------ EXERCISE DATA

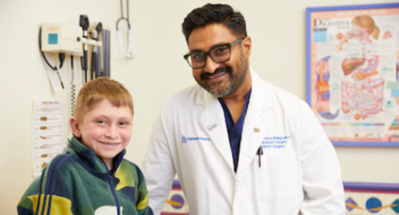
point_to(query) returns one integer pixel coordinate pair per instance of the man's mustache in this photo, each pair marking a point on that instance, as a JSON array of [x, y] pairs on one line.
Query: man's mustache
[[218, 70]]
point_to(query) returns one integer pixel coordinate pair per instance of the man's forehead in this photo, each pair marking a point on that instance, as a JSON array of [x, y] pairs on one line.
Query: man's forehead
[[210, 35]]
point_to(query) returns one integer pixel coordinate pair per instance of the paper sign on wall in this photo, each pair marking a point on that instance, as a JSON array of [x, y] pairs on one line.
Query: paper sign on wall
[[47, 131]]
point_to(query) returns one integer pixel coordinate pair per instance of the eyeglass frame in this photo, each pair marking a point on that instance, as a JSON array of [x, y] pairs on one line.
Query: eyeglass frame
[[208, 53]]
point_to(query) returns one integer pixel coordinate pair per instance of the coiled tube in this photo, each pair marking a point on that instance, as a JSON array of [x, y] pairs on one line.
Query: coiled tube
[[73, 89]]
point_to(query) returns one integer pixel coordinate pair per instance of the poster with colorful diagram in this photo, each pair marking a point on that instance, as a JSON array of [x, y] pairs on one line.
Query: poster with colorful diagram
[[353, 72]]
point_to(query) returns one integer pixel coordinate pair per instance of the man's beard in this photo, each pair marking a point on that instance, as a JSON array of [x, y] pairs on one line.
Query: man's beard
[[235, 80]]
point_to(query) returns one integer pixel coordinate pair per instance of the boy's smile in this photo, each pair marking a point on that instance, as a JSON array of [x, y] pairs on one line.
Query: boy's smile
[[106, 129]]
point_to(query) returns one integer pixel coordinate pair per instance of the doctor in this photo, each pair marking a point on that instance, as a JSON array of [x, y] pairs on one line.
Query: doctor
[[238, 144]]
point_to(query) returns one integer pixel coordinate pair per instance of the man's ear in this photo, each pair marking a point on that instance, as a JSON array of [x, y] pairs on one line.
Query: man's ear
[[74, 124], [247, 45]]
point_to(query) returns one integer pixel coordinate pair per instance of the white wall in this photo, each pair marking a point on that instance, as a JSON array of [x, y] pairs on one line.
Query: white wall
[[277, 29]]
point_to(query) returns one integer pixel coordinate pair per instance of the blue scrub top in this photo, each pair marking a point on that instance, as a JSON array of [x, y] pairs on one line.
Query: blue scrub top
[[235, 130]]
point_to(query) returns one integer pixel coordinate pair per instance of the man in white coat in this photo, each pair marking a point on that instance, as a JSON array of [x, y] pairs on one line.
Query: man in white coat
[[238, 144]]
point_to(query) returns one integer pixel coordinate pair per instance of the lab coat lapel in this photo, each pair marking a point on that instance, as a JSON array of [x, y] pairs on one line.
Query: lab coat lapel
[[212, 121], [256, 125]]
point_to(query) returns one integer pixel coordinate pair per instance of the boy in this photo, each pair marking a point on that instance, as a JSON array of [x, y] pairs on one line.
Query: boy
[[91, 176]]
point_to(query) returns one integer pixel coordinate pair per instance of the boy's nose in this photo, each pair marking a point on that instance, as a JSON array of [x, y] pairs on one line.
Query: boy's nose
[[111, 132]]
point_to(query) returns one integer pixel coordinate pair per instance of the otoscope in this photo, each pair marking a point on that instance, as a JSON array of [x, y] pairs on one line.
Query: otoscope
[[84, 23], [96, 50]]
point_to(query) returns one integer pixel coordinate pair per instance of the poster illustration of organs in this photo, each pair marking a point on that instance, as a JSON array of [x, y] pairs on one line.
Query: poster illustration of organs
[[48, 131], [353, 75]]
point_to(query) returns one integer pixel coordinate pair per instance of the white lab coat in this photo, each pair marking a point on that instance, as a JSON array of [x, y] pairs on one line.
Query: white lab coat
[[298, 171]]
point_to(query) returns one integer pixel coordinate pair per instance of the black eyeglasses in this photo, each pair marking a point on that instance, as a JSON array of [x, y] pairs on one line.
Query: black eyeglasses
[[219, 54]]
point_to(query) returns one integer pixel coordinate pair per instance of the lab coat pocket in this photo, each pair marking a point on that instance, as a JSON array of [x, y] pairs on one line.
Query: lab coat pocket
[[278, 177]]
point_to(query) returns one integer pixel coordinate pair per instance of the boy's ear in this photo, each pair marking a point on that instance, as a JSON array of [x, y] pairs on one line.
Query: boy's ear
[[74, 124]]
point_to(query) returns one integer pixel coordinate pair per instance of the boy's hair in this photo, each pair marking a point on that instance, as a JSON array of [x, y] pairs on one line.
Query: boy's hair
[[213, 14], [96, 91]]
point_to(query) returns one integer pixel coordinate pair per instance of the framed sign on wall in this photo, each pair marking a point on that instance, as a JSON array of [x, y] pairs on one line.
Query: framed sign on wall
[[352, 69]]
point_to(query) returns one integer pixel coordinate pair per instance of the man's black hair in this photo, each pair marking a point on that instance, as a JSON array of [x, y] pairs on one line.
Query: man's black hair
[[215, 13]]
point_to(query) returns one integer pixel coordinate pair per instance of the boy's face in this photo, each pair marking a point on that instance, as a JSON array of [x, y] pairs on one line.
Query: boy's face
[[106, 129]]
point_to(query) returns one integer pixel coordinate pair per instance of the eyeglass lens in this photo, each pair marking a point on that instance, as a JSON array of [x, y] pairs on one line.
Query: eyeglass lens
[[218, 54]]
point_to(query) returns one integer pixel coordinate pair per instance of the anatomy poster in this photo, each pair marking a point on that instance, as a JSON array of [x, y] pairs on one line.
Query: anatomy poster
[[47, 131], [353, 70]]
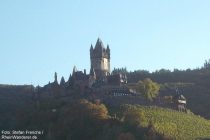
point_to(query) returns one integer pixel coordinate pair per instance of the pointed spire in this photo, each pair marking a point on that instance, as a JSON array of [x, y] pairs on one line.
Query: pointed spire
[[91, 47], [99, 44], [69, 77], [62, 82], [92, 72], [56, 78], [74, 70]]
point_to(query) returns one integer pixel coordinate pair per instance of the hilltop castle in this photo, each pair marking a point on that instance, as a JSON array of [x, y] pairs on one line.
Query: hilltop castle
[[99, 75]]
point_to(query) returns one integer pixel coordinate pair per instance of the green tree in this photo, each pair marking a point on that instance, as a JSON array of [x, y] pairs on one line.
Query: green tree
[[148, 88], [134, 117]]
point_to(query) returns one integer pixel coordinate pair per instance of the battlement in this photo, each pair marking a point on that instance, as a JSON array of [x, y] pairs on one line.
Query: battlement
[[99, 51]]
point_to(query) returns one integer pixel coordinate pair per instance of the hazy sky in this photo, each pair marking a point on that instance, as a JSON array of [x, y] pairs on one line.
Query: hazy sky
[[39, 37]]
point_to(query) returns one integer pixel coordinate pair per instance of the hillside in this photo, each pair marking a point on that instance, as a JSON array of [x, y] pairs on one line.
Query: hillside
[[174, 124]]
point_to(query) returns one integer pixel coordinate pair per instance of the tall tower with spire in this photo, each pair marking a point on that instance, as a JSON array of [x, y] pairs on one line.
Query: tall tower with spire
[[100, 60]]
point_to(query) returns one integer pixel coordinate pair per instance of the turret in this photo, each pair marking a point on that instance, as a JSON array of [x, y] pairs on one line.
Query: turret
[[100, 60], [55, 78], [62, 82]]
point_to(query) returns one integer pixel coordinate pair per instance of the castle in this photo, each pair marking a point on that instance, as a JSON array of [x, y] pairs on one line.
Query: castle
[[99, 75]]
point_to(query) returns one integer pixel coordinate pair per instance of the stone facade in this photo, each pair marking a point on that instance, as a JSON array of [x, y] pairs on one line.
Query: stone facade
[[100, 60]]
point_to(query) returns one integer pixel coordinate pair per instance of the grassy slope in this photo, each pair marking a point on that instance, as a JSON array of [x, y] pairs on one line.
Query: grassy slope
[[177, 124]]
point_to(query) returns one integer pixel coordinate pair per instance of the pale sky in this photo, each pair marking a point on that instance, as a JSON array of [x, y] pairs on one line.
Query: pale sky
[[39, 37]]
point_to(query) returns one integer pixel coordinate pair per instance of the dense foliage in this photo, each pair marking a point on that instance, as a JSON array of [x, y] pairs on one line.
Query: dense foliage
[[173, 124]]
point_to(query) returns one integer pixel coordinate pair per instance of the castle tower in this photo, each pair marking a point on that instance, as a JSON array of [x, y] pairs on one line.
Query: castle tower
[[100, 60]]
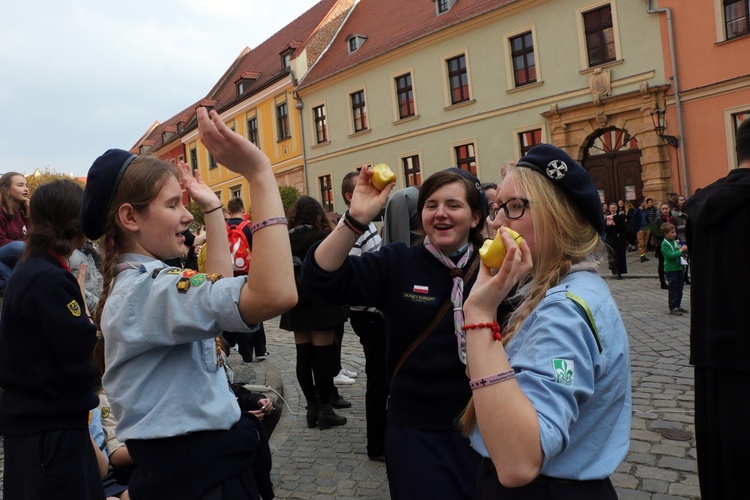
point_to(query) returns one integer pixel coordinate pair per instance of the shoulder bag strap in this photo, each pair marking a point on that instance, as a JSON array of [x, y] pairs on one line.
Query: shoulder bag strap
[[431, 326]]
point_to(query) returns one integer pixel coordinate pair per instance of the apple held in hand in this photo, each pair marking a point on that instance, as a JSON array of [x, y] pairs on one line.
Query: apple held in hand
[[382, 175], [493, 252]]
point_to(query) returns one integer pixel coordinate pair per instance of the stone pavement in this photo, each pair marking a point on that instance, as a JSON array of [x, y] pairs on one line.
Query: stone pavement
[[333, 464]]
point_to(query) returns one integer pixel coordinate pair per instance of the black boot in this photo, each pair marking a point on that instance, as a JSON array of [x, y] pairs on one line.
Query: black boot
[[312, 414], [327, 417]]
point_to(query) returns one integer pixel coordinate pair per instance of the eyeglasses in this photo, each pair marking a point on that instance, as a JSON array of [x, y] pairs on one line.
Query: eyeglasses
[[513, 208]]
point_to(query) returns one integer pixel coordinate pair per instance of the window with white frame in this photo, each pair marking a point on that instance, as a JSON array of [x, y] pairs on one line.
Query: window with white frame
[[252, 130], [412, 170], [282, 121], [326, 192], [354, 42], [466, 158], [736, 14], [359, 111], [405, 96], [321, 125], [458, 79], [599, 35], [523, 59]]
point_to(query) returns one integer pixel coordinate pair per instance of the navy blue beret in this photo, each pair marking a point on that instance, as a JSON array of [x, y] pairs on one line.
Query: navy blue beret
[[564, 172], [101, 184], [467, 175]]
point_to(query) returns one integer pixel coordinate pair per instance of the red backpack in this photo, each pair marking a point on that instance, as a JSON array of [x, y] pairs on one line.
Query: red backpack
[[239, 248]]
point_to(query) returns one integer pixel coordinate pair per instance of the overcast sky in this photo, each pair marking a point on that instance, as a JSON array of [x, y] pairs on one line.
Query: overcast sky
[[78, 77]]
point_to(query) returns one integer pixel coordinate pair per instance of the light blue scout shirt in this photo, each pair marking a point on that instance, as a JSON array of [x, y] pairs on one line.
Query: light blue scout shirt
[[163, 376], [582, 398]]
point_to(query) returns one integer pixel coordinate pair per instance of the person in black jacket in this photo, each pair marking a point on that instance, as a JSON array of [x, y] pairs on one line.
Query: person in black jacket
[[717, 238], [313, 320], [45, 407]]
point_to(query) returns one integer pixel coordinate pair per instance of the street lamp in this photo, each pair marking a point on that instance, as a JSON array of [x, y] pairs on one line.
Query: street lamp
[[657, 116]]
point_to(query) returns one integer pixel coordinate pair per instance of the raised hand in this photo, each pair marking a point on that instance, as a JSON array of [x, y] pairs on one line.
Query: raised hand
[[367, 200], [228, 148], [489, 290], [192, 182]]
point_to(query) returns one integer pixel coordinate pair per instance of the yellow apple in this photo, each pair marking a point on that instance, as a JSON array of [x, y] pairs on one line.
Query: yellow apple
[[493, 252], [382, 175]]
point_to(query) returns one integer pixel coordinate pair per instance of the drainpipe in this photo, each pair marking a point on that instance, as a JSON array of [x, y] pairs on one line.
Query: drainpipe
[[300, 106], [676, 83]]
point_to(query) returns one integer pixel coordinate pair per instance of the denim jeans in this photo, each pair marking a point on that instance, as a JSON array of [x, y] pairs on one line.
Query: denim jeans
[[676, 281]]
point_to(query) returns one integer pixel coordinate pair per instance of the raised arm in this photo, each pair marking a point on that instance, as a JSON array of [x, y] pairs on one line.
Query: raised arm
[[367, 202], [507, 419], [270, 288]]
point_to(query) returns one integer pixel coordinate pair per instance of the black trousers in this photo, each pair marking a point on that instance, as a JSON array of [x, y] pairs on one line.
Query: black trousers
[[722, 437], [59, 463], [370, 328], [541, 488]]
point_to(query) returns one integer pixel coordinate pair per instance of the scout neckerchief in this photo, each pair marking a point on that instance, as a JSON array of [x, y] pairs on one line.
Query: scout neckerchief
[[457, 294]]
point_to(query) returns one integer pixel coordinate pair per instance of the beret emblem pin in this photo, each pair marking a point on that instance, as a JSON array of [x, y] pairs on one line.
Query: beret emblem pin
[[556, 169]]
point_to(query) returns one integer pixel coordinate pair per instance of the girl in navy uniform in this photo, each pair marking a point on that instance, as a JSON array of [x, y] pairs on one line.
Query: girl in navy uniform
[[419, 289], [48, 395], [551, 387], [164, 377]]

------------

** INSTRUCTIONS TO FOLLOW **
Set down only the line containing "Query: drainpipe" and the lines after it through the end, exactly as they appear above.

** OUTPUT **
Query: drainpipe
[[300, 106], [676, 83]]
point_to(query) returns one integer pixel coordinate pair per instance of the denim jeans in this photo, each pair marking a point on that instance, as a JSON array of [x, y] pairs on one line.
Query: denim jeans
[[676, 281]]
point_to(query) returns one integer pixel coordinate pair per instance of the raised arm in this photo, each pair marking a point on that instance, as a JSON array of [x, y] pairs on one line.
Query: raised arm
[[367, 202], [507, 419], [270, 288]]
point_to(query) returns one integer pixel coordinate pair per instance of the black trousers in this photo, each pair marking a point on that instance, as a JSON array of [x, y] pairs on one line.
Query: black trousers
[[722, 437], [59, 463], [370, 328], [541, 488]]
point_to(query) returns one integer pixel coordinate pair per instance of the scout neckerchief in this photo, each pair marking a point on that instance, as a JSON array of [x, y] pairs on one line.
Query: scout neckerchief
[[457, 294]]
point_to(query) returns one integer pixel coordinate pair per instance of the beret emblem pin in this photo, each pair marking a point on that instance, as a JSON array of [x, y] pairs on one line.
Query: beret emblem pin
[[556, 169]]
point_to(query) returns one integer pixel coordinate pair per instance of the girl in navy uniform in this photo, each pair marking a point on that instance, as a JSON array of [x, y] pairs on one line.
Query: girl in navy uniform
[[419, 289], [48, 395], [551, 387], [164, 377]]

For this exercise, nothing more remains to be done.